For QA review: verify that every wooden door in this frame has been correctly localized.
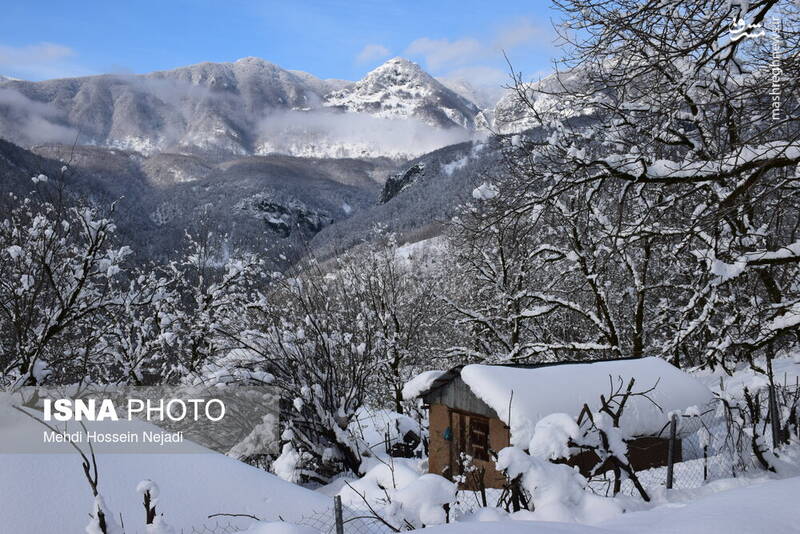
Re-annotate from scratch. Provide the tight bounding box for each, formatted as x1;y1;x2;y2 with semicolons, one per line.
448;409;491;479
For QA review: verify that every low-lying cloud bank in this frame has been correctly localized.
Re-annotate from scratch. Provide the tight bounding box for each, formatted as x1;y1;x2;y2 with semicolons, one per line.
256;109;472;159
0;77;475;159
0;88;79;144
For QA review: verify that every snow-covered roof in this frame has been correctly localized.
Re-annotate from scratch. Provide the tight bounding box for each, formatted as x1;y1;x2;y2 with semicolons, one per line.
416;357;714;448
402;370;447;400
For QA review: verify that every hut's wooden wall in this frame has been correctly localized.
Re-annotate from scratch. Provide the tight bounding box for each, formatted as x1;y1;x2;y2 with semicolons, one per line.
423;376;498;418
428;404;451;480
427;403;510;490
565;436;680;476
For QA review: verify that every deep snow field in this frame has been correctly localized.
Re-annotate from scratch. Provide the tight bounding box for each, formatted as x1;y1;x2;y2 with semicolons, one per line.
0;400;332;533
2;357;799;533
422;476;800;534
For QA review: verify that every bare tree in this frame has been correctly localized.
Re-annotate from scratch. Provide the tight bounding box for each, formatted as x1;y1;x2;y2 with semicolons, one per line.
220;255;382;481
449;0;800;368
0;188;129;389
571;377;659;500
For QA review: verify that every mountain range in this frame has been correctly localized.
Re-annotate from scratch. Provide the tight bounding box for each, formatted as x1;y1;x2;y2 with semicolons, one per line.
0;56;543;264
0;57;507;160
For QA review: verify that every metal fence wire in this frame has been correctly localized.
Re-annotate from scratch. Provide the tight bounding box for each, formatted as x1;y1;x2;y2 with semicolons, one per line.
612;413;736;496
180;520;244;534
668;423;738;489
180;499;389;534
292;498;390;534
616;388;799;497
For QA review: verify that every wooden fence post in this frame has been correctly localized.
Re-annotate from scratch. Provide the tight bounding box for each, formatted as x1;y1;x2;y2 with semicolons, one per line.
768;383;783;448
334;495;344;534
666;414;677;490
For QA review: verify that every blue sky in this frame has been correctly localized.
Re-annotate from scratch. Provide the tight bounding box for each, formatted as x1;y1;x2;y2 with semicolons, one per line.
0;1;561;87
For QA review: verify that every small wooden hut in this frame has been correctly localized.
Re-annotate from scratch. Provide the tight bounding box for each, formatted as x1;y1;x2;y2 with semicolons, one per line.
406;357;714;489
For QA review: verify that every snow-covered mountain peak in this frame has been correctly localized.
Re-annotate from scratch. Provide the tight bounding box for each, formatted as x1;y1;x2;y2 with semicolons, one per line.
234;56;275;66
364;57;431;84
324;57;479;129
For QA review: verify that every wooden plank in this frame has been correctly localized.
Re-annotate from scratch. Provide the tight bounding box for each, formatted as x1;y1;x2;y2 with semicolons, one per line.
424;376;499;418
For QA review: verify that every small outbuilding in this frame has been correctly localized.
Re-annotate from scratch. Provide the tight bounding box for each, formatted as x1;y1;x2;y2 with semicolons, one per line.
404;357;714;489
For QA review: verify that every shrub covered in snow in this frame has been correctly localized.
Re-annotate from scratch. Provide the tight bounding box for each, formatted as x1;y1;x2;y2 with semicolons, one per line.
339;458;457;529
86;494;122;534
529;413;582;461
496;447;621;523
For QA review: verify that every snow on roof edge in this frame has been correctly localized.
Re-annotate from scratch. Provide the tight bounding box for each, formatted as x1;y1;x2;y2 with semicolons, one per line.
411;356;652;400
402;370;448;400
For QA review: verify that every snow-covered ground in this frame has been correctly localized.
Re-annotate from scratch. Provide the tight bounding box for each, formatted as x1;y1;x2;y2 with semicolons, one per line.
0;452;331;532
3;358;799;533
419;475;800;533
0;402;331;533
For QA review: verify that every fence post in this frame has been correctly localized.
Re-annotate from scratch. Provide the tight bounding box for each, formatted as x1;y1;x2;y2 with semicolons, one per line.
768;383;783;448
666;414;677;490
334;495;344;534
702;445;708;481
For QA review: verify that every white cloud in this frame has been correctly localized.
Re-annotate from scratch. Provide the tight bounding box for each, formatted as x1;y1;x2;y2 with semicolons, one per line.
405;37;484;71
443;66;509;87
356;44;391;64
493;18;550;51
256;108;471;159
0;42;91;80
0;88;79;144
402;18;555;96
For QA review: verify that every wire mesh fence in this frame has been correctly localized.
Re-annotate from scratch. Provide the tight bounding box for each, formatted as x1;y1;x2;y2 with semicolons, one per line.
668;427;738;489
291;501;390;534
616;385;799;497
611;417;737;495
180;520;244;533
179;499;390;534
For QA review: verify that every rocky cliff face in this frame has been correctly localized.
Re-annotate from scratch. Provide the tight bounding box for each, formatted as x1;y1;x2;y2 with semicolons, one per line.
379;162;425;204
237;194;333;238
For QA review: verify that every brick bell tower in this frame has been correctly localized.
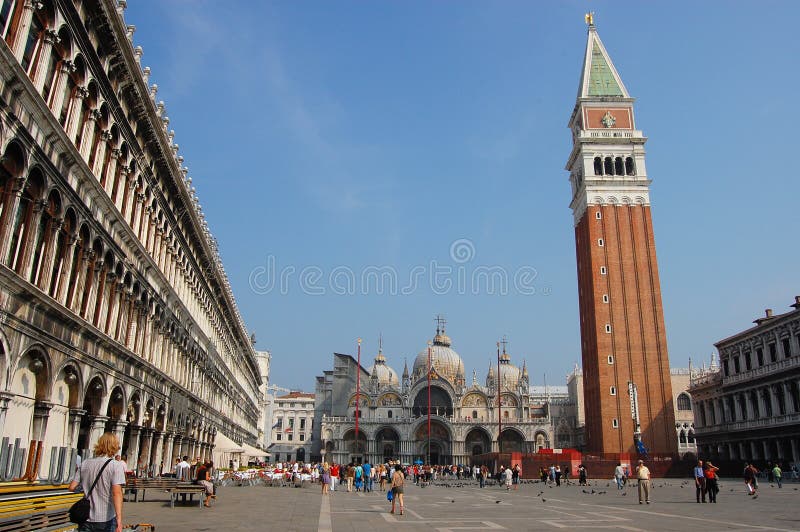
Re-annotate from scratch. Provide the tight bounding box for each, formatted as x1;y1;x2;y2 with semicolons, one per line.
565;16;676;455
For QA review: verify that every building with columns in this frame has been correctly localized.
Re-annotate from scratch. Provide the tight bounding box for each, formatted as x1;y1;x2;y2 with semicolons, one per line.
565;18;676;455
268;392;315;464
255;350;271;449
690;297;800;465
316;324;556;466
0;0;262;481
670;367;697;459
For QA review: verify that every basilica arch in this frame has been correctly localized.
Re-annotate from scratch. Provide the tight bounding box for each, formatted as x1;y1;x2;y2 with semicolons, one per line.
412;385;453;417
342;428;368;464
498;427;525;453
414;419;452;465
373;426;401;462
464;426;492;456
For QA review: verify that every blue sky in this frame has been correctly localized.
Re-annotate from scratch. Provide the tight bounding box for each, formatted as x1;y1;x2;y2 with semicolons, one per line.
126;1;800;391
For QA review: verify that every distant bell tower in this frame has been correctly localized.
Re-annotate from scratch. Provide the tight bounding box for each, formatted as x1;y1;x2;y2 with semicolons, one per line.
565;16;676;455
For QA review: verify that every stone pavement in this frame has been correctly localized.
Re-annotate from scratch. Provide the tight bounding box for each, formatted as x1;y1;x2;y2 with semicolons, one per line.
122;478;800;531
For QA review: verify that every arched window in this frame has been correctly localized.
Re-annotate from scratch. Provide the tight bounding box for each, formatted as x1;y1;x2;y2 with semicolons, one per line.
21;0;53;75
687;430;695;444
472;410;478;419
625;157;635;175
0;1;17;40
48;209;72;298
677;393;691;411
8;169;44;272
29;190;60;286
387;410;392;419
614;157;623;175
679;430;687;444
604;157;613;175
593;156;603;175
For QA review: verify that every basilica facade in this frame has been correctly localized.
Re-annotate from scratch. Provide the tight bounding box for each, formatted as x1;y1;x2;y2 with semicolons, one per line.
315;325;559;466
0;0;261;482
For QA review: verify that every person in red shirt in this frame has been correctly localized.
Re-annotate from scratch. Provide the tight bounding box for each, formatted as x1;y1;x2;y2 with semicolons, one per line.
330;463;339;492
704;462;719;503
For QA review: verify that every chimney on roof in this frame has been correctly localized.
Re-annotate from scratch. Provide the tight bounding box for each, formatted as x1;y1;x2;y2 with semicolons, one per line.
792;296;800;310
754;308;776;325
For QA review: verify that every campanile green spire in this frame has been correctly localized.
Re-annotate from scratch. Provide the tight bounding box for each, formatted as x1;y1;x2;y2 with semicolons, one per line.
578;18;630;99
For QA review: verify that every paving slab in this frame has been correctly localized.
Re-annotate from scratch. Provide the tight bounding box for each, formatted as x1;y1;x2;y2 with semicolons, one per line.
122;478;800;531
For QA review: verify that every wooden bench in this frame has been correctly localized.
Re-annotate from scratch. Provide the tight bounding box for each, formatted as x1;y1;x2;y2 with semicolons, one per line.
169;485;206;508
0;486;80;532
124;478;179;502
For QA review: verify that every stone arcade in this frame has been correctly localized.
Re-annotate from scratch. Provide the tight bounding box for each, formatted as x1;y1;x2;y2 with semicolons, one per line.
0;0;261;481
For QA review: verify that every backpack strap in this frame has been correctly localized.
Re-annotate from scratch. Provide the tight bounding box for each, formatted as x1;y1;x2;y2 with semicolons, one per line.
85;459;114;498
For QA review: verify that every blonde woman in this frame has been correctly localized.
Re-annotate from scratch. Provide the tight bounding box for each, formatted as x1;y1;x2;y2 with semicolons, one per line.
69;432;127;532
321;463;330;495
379;464;387;491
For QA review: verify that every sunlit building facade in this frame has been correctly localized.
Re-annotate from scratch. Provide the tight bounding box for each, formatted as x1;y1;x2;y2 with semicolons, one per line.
316;324;559;466
0;0;261;481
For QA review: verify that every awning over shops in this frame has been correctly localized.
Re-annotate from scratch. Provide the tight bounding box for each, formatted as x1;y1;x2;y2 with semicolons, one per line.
214;431;245;453
242;443;268;459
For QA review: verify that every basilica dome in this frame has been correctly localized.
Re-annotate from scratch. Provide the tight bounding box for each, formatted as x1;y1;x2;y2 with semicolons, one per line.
497;351;521;390
412;327;465;383
369;348;399;387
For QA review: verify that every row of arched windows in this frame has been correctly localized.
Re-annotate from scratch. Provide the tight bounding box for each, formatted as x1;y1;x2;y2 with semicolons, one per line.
0;0;244;369
0;135;244;413
0;0;258;407
593;156;635;176
1;338;218;475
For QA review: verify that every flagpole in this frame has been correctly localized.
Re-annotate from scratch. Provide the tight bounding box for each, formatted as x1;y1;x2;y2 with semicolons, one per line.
427;340;432;466
356;337;361;462
497;341;501;452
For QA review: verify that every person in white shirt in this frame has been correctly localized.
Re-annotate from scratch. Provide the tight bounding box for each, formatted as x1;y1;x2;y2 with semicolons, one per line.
69;432;127;532
503;466;513;490
176;456;190;481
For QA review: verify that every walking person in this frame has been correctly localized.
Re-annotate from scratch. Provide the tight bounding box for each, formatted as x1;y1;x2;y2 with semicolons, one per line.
555;465;562;486
704;461;719;503
614;463;625;490
512;464;520;490
578;464;588;486
503;465;513;490
346;464;354;492
743;463;759;498
635;459;651;504
694;460;707;503
68;432;126;532
390;464;405;515
321;463;330;495
773;463;783;488
363;462;372;493
330;463;339;492
379;464;387;491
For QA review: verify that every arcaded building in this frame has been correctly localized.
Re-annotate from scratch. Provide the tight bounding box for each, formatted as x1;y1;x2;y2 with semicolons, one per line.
315;324;558;466
0;0;261;480
690;298;800;464
565;19;675;455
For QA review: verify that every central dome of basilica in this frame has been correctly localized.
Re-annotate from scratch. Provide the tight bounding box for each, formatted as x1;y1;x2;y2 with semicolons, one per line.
412;326;465;383
369;342;399;387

******************************

# HOW TO COMPLETE THIS TASK
Output, line for line and exactly, the records above from their first line through the one with "For QA review: verify that every snow-covered roof", both ends included, but no pictures.

# RESPONSE TO THE EXERCISE
For QA review: verify that every wooden door in this frame has been correctly localized.
Re-annotate from scratch. Provide the tight bounding box for each, formatted as x1;y1;x2;y2 with semicolons, one per line.
448;409;491;479
For QA review: verify that every low-lying cloud bank in this frame has been correctly localized.
Re-annotate from scratch. Provide the tight bounding box for each, formatted as x1;y1;x2;y2 with semicolons, one per line.
256;109;472;159
0;77;475;159
0;88;79;144
For QA review: verify that every snow-covered roof in this frame has been correctly localized.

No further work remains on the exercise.